• _EXERCISE BRIEF_:
Return, word for word, only the lines from the one containing "Phrase -- sliding glass door" through the last line of the entries.
═══ MATERIAL PROVIDED
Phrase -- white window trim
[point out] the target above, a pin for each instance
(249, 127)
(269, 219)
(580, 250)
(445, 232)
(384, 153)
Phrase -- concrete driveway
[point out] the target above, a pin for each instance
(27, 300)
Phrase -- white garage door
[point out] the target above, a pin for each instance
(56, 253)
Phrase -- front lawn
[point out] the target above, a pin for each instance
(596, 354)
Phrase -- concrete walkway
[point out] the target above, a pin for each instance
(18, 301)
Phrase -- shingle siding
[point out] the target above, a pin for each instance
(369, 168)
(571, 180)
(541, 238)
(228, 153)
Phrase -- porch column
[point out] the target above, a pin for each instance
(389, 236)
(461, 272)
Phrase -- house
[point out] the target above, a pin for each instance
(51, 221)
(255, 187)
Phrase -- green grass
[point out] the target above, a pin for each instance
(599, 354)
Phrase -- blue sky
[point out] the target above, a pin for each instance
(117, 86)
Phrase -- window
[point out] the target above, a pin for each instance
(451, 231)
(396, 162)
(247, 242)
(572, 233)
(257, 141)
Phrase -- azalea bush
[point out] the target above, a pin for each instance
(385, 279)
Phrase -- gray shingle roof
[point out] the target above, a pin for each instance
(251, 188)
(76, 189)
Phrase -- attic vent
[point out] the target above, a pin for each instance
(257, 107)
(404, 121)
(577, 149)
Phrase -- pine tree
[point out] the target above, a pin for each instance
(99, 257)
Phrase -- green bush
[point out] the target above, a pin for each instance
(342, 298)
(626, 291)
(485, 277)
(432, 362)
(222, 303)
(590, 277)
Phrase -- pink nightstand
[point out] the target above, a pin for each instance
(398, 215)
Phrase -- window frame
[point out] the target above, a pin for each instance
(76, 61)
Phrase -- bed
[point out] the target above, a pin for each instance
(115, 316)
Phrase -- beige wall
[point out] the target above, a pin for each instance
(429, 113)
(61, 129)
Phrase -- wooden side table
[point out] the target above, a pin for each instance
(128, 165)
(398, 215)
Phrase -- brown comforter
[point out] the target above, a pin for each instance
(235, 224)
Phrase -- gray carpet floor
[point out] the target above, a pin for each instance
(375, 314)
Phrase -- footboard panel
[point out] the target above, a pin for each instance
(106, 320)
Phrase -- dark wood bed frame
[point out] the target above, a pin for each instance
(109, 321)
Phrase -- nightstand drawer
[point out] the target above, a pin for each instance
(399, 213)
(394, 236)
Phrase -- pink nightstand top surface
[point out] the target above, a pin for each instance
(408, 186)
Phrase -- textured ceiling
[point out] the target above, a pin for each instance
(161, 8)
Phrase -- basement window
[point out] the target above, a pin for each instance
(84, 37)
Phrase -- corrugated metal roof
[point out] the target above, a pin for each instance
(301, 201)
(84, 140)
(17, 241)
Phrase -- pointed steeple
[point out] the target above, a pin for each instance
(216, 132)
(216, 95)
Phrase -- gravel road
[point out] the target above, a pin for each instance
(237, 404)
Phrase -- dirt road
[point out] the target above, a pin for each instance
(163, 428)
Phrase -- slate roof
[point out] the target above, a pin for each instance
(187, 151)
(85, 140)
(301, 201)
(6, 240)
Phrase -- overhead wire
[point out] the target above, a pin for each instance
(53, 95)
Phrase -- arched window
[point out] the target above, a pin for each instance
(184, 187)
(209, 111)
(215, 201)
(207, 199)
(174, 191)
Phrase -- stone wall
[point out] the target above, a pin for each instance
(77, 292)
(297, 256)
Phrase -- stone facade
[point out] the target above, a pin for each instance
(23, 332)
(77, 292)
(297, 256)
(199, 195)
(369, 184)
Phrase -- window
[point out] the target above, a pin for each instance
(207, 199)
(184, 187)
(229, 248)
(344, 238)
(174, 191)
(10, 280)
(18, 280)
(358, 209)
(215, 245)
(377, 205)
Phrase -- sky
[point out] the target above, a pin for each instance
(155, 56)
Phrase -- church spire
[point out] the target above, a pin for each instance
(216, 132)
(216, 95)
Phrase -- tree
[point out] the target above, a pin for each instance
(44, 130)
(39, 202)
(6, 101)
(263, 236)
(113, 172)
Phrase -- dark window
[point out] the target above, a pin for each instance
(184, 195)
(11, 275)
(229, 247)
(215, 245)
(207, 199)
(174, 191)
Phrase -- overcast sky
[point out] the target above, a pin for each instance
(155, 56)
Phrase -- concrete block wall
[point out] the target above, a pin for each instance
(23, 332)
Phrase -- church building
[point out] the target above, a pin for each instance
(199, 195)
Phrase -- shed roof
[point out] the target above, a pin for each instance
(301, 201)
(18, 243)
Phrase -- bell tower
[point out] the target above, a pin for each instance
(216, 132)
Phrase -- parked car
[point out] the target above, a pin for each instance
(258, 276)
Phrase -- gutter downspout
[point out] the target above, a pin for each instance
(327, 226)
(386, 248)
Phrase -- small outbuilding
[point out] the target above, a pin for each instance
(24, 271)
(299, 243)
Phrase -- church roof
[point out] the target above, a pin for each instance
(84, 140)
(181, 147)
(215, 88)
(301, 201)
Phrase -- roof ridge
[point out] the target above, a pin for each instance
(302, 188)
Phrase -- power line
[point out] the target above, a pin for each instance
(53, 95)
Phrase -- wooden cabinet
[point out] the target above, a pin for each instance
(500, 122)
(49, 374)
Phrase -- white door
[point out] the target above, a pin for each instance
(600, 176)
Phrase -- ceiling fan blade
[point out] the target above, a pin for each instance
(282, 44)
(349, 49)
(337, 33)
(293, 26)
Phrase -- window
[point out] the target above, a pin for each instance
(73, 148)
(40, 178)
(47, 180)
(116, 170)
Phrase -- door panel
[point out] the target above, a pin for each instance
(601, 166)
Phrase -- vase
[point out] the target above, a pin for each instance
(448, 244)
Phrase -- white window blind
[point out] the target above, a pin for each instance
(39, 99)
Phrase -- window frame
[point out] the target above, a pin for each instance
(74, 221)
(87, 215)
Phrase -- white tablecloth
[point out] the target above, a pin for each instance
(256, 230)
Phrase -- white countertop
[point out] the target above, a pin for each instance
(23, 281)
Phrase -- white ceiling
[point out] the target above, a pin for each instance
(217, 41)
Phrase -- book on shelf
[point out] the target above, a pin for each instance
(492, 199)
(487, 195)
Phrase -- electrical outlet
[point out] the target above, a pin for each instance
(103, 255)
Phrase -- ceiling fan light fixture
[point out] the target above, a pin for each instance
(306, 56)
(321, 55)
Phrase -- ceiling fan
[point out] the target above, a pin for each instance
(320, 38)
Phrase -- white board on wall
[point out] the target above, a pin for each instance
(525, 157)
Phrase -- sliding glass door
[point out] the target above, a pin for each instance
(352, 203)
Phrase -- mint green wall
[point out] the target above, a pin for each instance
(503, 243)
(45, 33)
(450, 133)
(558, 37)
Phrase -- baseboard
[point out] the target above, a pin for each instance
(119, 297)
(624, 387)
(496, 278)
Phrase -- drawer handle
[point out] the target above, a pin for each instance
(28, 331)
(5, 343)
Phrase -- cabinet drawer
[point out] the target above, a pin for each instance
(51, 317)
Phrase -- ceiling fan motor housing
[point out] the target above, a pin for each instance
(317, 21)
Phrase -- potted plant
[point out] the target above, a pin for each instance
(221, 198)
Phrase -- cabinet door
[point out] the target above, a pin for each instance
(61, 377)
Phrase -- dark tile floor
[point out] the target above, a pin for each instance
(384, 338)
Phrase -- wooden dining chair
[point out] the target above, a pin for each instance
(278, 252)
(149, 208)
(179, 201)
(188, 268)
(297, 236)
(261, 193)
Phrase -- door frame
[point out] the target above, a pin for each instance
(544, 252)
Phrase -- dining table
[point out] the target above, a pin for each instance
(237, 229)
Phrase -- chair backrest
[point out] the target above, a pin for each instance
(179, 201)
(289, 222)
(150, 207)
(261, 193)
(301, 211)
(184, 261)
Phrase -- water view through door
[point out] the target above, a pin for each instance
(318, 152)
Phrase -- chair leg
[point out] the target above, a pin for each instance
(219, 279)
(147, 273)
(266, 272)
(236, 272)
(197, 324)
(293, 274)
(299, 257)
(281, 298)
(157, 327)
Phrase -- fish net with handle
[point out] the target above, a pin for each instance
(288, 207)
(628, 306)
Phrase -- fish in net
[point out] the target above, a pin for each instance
══════
• _REPLY TO THE EXERCISE_:
Phrase -- sliding glass door
[point out] the target above, a pin for each instance
(352, 203)
Phrase -- mint green wall
[point out] the target above, a pin for each instance
(503, 243)
(45, 33)
(450, 133)
(558, 37)
Phrase -- baseboard
[point out] the target above, a pin for each instance
(119, 297)
(624, 387)
(496, 278)
Phrase -- drawer handle
[point out] the target above, a pin for each instance
(28, 331)
(5, 343)
Phrase -- cabinet drawer
[point out] the target above, a pin for each instance
(51, 317)
Phrase -- ceiling fan motor housing
[point out] the target above, a pin for each instance
(317, 21)
Phrase -- potted plant
[point out] the target above, a pin for each instance
(221, 198)
Phrase -- cabinet door
[point out] the target above, a pin for each instance
(61, 377)
Phrase -- dark tile floor
[point out] the target above, a pin for each instance
(384, 338)
Phrase -- wooden dining chair
[point out] the target above, a pin for each instance
(278, 252)
(149, 208)
(179, 201)
(188, 268)
(297, 236)
(261, 193)
Phrase -- door frame
[point out] the target above, a pin for each instance
(544, 252)
Phrase -- dining table
[point out] the target above, a pin for each instance
(237, 229)
Phrase -- chair backrest
[point out] the target above, a pin for each instance
(179, 201)
(289, 222)
(150, 207)
(261, 193)
(301, 211)
(184, 261)
Phrase -- water view through door
[point out] the target above, a pin for each instance
(318, 152)
Phrase -- chair leg
[point out] the target above, a pin for each instance
(219, 279)
(147, 273)
(266, 272)
(236, 272)
(197, 324)
(293, 274)
(299, 257)
(281, 298)
(157, 327)
Phrase -- fish net with handle
[point out] the target above, a pin for each instance
(288, 207)
(628, 306)
Phrase -- fish in net
[point out] the target above, a pin for each instance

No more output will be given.